Nothing but the lines from the one containing "Task: identify the lake" through the end of the entries below should be set down, each exactly as written.
Data Block Start
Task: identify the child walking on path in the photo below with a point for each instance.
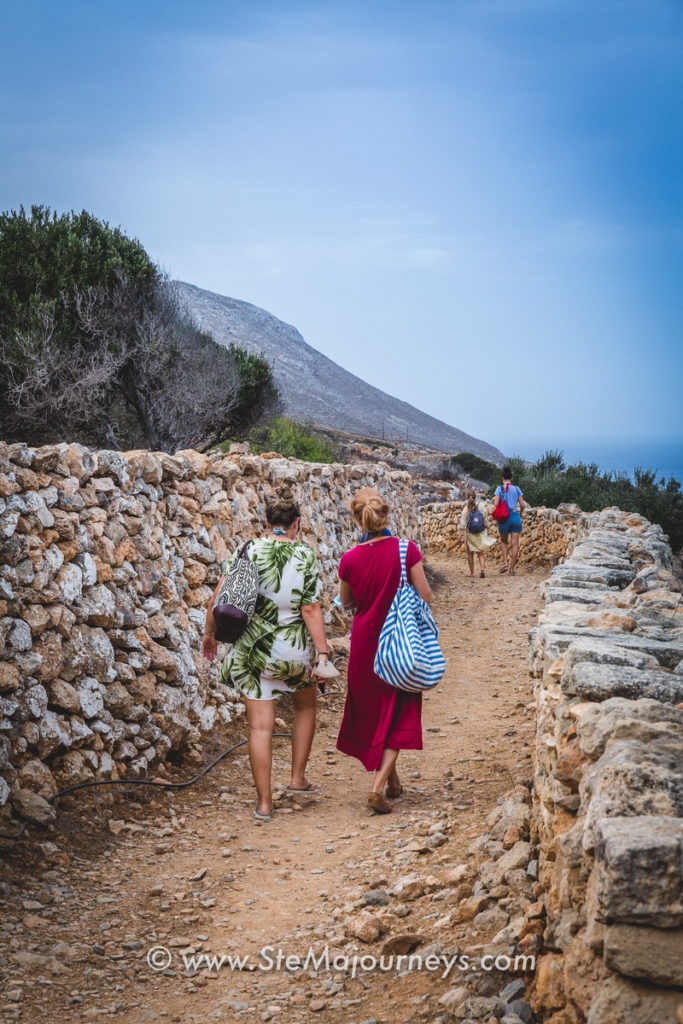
(476, 537)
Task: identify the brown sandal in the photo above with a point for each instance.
(378, 803)
(394, 788)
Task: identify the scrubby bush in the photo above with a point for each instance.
(550, 481)
(457, 466)
(293, 440)
(95, 345)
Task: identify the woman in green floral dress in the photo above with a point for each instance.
(280, 650)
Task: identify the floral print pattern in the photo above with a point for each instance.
(274, 653)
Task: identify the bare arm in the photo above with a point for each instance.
(209, 638)
(312, 616)
(417, 577)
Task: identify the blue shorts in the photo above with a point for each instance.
(513, 524)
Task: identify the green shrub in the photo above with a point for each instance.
(292, 439)
(95, 345)
(473, 465)
(549, 481)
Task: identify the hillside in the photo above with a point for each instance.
(316, 389)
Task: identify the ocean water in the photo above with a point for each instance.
(666, 458)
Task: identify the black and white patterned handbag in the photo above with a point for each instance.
(237, 598)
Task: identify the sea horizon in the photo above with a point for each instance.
(664, 458)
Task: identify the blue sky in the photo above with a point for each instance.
(475, 206)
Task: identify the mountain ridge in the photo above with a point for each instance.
(315, 388)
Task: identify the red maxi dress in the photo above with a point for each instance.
(376, 715)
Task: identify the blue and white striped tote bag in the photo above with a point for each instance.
(408, 653)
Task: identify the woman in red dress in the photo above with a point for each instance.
(379, 720)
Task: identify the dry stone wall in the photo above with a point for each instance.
(549, 535)
(607, 663)
(107, 563)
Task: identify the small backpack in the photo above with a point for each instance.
(237, 598)
(475, 522)
(502, 510)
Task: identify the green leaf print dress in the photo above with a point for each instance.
(273, 654)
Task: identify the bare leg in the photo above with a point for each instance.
(514, 550)
(506, 555)
(387, 766)
(303, 730)
(261, 716)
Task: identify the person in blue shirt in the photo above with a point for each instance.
(510, 528)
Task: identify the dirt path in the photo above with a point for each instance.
(191, 870)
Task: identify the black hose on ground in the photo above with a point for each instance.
(144, 781)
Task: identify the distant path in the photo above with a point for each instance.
(195, 869)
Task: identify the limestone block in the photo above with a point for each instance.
(32, 806)
(61, 694)
(599, 682)
(620, 1000)
(88, 651)
(629, 891)
(630, 779)
(616, 718)
(653, 953)
(91, 696)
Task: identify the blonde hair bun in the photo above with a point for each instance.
(370, 510)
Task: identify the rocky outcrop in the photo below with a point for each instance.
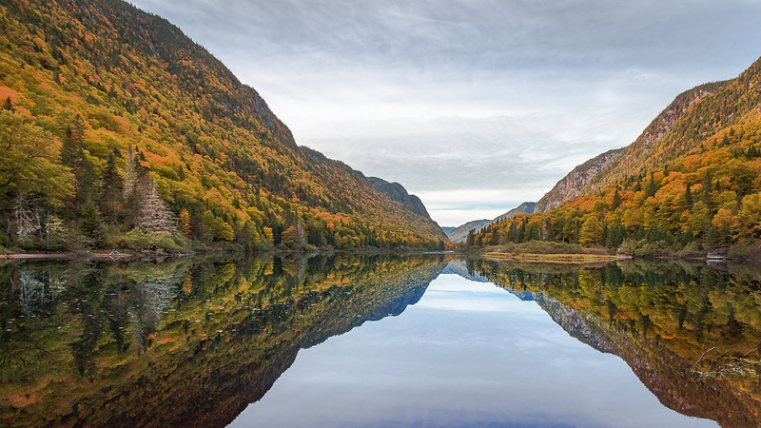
(524, 208)
(460, 233)
(608, 167)
(576, 181)
(398, 193)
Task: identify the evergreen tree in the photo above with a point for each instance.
(112, 189)
(90, 224)
(154, 215)
(616, 200)
(186, 222)
(591, 231)
(652, 187)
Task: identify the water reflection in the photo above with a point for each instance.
(180, 342)
(690, 332)
(191, 342)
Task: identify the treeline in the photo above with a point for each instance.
(138, 139)
(706, 200)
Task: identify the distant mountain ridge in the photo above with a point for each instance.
(121, 109)
(460, 233)
(688, 185)
(607, 167)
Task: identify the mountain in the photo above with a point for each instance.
(460, 233)
(123, 349)
(687, 185)
(397, 192)
(124, 133)
(524, 208)
(576, 181)
(606, 167)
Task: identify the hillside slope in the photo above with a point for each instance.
(576, 181)
(124, 132)
(690, 183)
(397, 192)
(460, 233)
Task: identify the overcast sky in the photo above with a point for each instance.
(473, 105)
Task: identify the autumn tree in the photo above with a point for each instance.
(591, 231)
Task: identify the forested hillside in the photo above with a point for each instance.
(690, 184)
(120, 132)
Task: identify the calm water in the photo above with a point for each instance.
(358, 341)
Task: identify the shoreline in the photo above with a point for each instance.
(117, 255)
(571, 258)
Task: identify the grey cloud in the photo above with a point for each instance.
(449, 96)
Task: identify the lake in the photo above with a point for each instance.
(378, 341)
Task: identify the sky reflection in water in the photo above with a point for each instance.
(468, 354)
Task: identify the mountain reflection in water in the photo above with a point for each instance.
(192, 342)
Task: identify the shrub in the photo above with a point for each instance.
(161, 242)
Data Block End
Expected answer:
Task: identify the lake in the photo above with a point for each instance.
(378, 341)
Task: identify the sky reflection in water in the photo above with a point for each instance.
(468, 354)
Task: identify the mountain reflection in water in the photo above with a point for each instance.
(192, 342)
Task: identify the shrub in the photo above with a point for each instance.
(161, 242)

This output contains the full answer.